====== Alıştırma metni ======

Eskişehir Osmangazi Üniversitesi Halk Sağlığı Ana Bilim Dalı Öğretim Üyesi Prof. Dr. Metintaş, AA muhabirine, sağlık çalışanlarının Türkiye’de ilk vakanın görüldüğü Mart 2020’den itibaren büyük fedakarlıklarla süreci yürüttüğünü belirtti.
Metintaş, sağlık camiasının görev şehitleri de vererek hayatları pahasına mücadele ettiğini vurgulayarak, “Sağlık çalışanlarının gerçekten son 50 yılın en önemli mücadelelerinden birini verdiğini açıkça söyleyebiliriz. Bu mücadele takdirin üstündedir.” dedi.
17 günlük “tam kapanma” sürecinin ardından vaka sayılarının azalacağını ancak bu durumun kalıcılığından emin olamadığını dile getiren Metintaş aşılamanın sürdüğünü hatırlattı.
Tedbirlere titizlikle uymak gerekir”

======

> **Alıştırma görevleri**
[a] Alıştırma metnine göre Prof. Dr. Metintaş hangi üniversitenin hangi ana bilim dalında öğretim üyesidir?
[b] Alıştırma metnini iki cümleyle özetleyin.
[c] Alıştırma metninde rakamla yazılmış bütün sayıları sıralayın.

====== Sağlanan malzeme ======

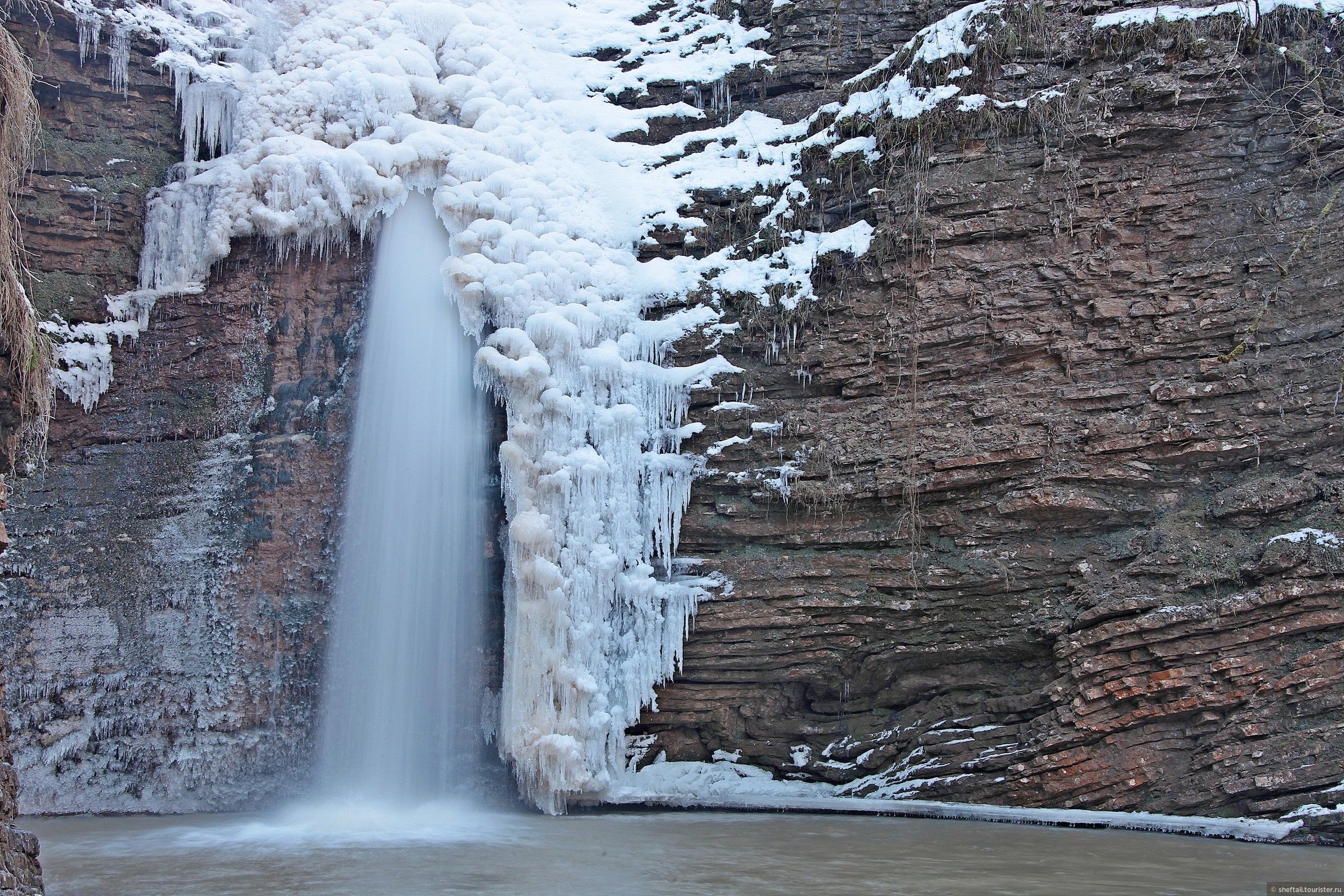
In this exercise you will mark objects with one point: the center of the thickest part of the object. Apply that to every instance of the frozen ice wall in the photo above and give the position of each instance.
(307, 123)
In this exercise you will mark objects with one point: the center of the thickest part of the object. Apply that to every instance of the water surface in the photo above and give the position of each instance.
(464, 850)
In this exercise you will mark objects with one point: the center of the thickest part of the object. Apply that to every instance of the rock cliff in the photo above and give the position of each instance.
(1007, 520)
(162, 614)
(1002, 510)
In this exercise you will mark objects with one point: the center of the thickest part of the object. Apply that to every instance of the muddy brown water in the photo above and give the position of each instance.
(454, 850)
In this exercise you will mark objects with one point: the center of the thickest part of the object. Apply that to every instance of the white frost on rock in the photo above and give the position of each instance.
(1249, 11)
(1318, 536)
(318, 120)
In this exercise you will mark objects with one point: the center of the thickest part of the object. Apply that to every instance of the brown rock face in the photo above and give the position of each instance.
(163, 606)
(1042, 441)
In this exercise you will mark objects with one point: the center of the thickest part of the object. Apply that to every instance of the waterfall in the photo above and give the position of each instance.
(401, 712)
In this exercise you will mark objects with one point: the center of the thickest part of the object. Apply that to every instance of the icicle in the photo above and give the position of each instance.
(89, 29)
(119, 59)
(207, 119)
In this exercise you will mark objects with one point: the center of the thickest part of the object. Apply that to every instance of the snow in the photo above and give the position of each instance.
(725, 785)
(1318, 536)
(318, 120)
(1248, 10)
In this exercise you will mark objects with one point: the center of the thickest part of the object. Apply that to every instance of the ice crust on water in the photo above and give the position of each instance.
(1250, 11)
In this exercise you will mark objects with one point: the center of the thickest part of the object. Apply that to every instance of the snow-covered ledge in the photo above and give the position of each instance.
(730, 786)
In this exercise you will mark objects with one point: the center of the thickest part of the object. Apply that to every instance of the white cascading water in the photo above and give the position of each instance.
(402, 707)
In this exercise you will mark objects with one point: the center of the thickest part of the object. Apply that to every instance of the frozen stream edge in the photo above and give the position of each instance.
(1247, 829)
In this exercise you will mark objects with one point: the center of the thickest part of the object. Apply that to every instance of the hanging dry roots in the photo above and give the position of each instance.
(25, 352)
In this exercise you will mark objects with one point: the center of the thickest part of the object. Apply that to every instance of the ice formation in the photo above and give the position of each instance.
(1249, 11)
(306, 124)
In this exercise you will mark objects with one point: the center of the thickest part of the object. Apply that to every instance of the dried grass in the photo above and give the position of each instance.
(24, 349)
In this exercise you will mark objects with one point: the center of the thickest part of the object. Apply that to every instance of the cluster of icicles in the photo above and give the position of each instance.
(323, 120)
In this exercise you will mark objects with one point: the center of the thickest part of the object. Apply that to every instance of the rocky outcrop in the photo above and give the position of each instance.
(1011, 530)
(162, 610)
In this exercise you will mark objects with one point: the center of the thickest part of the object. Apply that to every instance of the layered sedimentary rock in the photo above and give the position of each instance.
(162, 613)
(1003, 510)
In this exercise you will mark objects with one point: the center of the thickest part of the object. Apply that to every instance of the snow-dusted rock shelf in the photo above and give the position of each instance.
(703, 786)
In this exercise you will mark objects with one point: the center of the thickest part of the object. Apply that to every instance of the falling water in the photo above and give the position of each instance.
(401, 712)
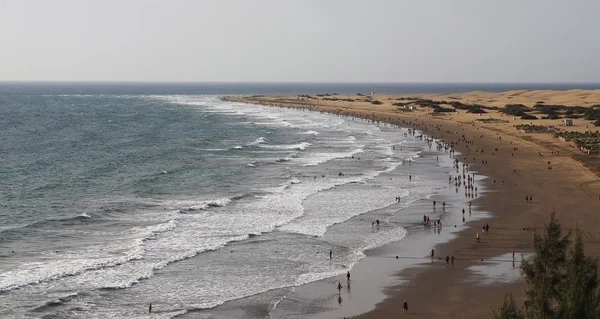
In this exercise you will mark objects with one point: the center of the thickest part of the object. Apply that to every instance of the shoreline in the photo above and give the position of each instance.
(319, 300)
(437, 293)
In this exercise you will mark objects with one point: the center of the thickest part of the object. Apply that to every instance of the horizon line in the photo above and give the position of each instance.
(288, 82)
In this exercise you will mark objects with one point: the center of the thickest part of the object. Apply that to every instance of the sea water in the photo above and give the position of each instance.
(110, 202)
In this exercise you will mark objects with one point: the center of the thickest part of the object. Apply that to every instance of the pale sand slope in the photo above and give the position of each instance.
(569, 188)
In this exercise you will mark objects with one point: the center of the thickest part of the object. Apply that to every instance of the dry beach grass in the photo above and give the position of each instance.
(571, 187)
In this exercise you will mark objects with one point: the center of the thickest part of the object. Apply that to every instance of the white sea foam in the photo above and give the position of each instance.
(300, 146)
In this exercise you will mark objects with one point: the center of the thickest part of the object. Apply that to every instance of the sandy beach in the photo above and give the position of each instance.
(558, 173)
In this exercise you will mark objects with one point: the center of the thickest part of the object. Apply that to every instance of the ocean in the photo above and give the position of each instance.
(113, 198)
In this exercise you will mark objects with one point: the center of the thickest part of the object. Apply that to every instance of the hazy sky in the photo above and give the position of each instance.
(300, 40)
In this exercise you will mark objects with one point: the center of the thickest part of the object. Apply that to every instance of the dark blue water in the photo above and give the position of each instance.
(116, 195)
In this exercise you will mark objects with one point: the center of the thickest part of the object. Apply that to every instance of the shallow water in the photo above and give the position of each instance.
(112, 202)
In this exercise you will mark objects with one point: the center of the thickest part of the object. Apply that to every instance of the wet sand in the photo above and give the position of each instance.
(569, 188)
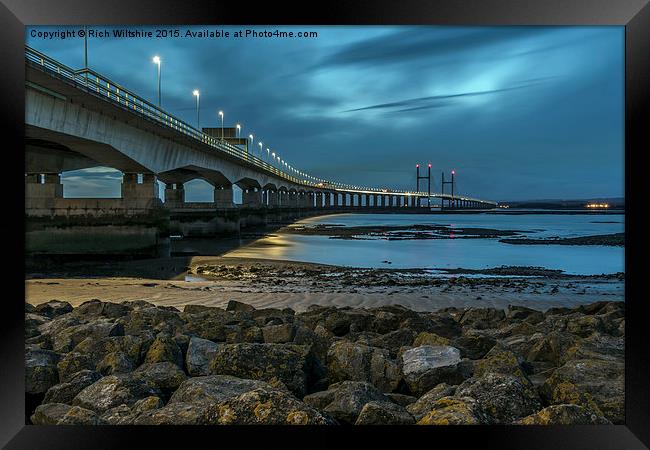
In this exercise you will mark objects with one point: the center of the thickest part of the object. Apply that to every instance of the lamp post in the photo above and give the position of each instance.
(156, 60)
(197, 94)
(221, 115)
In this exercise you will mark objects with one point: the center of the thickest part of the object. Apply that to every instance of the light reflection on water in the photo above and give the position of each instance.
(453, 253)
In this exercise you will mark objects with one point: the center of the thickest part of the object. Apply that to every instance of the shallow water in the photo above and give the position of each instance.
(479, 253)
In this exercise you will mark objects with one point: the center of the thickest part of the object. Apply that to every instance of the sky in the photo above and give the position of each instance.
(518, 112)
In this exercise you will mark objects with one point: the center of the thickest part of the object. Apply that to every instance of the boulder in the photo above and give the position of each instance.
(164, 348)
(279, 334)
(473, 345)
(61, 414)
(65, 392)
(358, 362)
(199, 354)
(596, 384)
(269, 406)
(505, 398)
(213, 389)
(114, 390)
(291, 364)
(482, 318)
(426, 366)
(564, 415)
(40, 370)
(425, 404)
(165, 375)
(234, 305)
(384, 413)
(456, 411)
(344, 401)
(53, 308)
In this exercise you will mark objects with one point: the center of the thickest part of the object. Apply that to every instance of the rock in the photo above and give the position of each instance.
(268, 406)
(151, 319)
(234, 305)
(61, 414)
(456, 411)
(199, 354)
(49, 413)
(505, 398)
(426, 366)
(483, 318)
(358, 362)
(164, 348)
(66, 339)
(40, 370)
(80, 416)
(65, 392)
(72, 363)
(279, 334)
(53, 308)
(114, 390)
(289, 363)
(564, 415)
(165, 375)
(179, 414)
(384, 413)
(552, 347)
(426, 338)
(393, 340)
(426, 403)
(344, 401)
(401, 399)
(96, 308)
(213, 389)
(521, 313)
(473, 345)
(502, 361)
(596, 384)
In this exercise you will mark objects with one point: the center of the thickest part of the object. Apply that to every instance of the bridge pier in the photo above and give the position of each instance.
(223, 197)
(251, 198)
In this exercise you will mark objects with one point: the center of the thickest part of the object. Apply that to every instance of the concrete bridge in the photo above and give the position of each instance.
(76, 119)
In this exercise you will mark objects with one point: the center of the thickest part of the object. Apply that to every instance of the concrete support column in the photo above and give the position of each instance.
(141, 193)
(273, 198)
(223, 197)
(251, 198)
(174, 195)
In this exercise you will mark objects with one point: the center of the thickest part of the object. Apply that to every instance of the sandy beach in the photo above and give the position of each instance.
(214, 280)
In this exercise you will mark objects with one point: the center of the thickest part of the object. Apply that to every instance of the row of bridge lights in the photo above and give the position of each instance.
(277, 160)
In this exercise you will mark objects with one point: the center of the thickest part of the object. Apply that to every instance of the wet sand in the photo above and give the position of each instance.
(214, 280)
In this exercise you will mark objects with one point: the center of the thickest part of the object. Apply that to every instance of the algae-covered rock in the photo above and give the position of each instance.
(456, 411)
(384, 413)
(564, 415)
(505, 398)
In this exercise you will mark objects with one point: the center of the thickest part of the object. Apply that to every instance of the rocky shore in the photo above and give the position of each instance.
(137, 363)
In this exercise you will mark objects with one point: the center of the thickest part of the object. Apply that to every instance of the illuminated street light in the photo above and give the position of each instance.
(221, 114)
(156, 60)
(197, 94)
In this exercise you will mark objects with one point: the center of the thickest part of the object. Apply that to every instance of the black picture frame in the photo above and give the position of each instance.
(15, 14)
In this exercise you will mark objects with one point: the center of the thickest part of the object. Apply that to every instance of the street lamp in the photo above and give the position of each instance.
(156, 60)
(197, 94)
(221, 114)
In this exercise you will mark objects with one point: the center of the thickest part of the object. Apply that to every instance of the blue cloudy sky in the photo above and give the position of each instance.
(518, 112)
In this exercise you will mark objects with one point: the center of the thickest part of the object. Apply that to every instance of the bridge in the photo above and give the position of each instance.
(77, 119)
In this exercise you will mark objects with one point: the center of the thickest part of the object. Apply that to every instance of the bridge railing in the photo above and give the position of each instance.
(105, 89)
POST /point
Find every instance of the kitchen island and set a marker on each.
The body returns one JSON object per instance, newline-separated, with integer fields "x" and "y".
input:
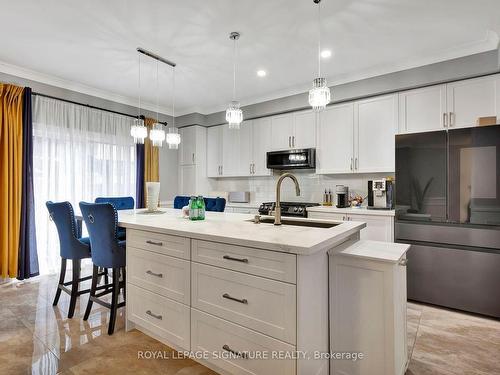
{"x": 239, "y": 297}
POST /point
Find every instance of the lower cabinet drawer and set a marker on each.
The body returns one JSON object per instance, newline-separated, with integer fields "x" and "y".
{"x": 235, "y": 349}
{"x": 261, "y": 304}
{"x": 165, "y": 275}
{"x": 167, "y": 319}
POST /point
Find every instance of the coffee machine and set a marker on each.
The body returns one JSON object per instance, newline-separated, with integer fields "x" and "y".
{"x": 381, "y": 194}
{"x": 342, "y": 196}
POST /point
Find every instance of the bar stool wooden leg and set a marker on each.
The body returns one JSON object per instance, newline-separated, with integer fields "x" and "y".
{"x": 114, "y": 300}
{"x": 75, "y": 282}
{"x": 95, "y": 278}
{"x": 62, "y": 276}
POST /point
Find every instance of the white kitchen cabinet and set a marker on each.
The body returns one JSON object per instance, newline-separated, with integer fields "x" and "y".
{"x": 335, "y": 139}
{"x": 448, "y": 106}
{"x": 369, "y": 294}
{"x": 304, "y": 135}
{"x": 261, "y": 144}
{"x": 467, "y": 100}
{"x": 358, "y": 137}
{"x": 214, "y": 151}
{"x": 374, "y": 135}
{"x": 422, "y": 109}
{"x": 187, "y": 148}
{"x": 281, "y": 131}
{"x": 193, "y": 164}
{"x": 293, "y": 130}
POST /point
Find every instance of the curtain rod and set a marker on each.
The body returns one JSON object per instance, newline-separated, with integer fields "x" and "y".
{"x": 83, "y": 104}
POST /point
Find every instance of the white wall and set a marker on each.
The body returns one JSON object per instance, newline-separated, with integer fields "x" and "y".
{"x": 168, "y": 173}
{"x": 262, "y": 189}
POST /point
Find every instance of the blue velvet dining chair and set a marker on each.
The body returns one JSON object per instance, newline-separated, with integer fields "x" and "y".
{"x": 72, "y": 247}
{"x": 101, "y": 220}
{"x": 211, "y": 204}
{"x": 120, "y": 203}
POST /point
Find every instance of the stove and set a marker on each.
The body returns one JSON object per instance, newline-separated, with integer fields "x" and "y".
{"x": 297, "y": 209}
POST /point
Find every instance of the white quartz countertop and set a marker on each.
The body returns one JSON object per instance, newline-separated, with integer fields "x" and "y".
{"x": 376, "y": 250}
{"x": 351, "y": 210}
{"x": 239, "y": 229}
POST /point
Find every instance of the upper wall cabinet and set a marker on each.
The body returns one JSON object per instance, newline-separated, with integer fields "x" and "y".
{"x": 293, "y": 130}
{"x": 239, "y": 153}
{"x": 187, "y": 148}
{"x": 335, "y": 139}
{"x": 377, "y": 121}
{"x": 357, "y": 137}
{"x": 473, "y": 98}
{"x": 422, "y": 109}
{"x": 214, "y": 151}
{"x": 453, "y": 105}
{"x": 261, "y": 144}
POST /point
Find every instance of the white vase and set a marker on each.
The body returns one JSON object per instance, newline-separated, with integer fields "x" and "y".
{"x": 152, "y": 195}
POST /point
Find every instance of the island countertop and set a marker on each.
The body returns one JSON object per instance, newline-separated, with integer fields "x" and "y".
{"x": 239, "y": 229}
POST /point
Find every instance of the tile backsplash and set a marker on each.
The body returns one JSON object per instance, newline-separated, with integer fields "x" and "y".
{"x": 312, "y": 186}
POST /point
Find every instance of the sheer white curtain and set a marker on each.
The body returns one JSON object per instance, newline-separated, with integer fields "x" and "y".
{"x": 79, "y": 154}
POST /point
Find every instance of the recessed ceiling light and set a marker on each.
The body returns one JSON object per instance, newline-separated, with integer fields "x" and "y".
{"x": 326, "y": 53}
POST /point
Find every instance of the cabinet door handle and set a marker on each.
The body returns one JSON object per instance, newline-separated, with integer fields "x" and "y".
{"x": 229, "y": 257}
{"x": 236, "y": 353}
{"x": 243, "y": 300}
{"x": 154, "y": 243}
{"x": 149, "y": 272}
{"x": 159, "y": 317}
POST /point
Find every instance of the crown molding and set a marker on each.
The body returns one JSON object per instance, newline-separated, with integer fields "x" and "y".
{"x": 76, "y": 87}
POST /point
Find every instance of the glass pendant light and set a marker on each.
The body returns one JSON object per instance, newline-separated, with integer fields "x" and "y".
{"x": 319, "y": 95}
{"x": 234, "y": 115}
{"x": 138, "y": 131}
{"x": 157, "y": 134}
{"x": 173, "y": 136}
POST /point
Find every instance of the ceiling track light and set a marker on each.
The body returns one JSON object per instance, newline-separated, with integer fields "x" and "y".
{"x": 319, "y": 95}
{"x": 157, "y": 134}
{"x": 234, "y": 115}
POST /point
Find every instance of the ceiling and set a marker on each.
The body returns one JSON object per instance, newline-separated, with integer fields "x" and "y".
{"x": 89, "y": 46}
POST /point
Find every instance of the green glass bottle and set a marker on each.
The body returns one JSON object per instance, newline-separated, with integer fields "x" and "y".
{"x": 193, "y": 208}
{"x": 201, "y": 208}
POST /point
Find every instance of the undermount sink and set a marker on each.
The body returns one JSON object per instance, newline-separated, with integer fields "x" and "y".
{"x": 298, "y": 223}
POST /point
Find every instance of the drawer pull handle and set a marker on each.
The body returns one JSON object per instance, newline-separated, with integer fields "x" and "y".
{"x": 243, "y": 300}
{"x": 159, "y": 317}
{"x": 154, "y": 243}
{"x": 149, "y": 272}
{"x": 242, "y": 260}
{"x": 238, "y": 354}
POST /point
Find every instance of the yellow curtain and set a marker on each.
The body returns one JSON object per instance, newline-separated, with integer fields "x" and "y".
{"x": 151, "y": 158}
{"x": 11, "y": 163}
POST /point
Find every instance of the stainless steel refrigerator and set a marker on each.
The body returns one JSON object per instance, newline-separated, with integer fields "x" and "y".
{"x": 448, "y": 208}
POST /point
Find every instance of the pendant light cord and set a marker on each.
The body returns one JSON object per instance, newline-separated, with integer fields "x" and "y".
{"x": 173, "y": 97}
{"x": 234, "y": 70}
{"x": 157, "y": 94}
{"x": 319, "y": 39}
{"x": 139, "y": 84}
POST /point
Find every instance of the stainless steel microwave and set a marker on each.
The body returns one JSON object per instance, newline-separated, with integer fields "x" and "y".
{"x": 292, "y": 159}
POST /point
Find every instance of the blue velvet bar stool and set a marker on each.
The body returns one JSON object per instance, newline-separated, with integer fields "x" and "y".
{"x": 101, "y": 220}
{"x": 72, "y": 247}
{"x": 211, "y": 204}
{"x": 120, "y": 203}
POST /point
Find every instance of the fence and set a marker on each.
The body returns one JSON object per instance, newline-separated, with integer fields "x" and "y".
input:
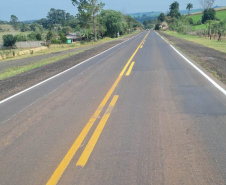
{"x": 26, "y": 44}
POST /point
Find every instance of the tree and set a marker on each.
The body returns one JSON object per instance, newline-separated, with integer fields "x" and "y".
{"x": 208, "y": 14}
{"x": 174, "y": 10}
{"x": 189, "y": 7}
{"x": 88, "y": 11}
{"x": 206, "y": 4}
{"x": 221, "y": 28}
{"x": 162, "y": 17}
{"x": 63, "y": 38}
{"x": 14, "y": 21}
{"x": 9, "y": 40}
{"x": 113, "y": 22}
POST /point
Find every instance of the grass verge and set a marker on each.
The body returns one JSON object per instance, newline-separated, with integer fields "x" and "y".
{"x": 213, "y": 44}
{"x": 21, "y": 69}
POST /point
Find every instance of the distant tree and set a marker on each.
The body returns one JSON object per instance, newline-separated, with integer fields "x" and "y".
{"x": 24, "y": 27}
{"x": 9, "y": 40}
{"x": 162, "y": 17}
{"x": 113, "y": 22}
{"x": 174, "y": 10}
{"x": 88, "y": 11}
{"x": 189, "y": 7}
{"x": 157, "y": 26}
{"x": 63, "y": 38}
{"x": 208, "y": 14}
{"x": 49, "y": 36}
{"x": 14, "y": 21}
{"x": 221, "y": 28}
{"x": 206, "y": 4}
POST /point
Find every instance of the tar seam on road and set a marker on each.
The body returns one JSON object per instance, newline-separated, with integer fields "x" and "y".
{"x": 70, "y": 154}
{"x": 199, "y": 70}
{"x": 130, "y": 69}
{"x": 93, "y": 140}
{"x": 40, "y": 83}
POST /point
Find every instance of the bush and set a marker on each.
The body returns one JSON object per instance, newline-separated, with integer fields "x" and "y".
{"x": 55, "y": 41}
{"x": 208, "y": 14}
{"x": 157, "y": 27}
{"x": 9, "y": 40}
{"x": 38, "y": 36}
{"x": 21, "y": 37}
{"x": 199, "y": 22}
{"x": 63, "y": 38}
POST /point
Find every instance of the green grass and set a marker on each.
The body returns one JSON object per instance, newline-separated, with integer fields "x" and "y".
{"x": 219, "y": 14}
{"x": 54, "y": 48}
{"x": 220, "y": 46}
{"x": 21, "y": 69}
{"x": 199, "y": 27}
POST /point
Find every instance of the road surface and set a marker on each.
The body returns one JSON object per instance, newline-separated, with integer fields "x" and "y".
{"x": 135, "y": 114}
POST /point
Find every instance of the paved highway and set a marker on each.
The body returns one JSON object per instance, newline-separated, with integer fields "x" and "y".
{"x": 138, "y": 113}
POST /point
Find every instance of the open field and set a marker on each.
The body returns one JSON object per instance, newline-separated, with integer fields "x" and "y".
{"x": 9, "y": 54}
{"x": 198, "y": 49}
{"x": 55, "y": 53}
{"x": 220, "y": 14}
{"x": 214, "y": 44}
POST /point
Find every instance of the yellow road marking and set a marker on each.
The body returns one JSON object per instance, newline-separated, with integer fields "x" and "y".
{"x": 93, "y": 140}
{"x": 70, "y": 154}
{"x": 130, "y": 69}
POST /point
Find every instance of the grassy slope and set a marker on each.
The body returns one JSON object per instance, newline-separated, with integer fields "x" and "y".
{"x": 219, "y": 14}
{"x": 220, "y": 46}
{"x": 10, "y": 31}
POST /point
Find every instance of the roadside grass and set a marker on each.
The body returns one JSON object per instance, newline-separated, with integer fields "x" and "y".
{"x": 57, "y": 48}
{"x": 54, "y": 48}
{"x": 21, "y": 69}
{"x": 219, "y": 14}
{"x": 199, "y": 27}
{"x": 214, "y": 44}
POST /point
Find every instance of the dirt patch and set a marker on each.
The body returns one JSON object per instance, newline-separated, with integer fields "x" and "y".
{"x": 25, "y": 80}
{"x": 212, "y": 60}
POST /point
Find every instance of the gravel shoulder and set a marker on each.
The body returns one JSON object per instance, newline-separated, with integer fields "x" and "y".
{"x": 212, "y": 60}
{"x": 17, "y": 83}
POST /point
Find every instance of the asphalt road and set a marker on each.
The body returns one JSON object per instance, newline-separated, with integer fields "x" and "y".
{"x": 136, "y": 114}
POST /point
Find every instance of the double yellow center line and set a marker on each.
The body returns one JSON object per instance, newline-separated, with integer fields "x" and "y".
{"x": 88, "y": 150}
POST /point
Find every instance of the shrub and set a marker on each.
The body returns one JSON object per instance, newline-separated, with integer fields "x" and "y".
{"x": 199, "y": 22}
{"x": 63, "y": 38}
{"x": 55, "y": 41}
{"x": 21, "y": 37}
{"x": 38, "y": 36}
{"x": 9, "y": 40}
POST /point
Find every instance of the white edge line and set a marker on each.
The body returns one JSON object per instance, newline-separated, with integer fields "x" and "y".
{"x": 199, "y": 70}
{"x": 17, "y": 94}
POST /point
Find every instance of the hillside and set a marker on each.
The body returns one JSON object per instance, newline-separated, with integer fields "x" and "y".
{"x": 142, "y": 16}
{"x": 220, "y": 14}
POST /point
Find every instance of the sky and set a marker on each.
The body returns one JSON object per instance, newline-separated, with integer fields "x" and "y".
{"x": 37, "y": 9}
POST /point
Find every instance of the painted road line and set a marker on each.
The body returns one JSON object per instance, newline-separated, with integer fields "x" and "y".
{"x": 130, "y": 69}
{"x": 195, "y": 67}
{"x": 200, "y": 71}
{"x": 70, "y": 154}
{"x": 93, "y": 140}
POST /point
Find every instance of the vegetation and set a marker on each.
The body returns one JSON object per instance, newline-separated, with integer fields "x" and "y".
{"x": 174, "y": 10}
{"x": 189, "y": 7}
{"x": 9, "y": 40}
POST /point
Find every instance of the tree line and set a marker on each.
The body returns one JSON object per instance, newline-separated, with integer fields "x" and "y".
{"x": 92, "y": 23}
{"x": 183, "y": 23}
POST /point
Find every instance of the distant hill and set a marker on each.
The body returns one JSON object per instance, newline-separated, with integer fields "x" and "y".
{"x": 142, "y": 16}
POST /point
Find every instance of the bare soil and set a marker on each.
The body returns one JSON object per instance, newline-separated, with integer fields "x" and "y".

======

> **Sonuçlar**
[a] Eskişehir Osmangazi Üniversitesi Halk Sağlığı Ana Bilim Dalı'nda.

[b] Prof. Dr. Metintaş, sağlık çalışanlarının Mart 2020'den beri görev şehitleri de vererek büyük fedakarlıklarla mücadele ettiğini ve bu mücadelenin son 50 yılın en önemlilerinden biri olduğunu söyledi. Metintaş, 17 günlük tam kapanmanın ardından vaka sayılarının azalacağını ama bunun kalıcılığından emin olmadığını belirterek aşılamanın sürdüğünü hatırlattı.

[c] 2020, 50, 17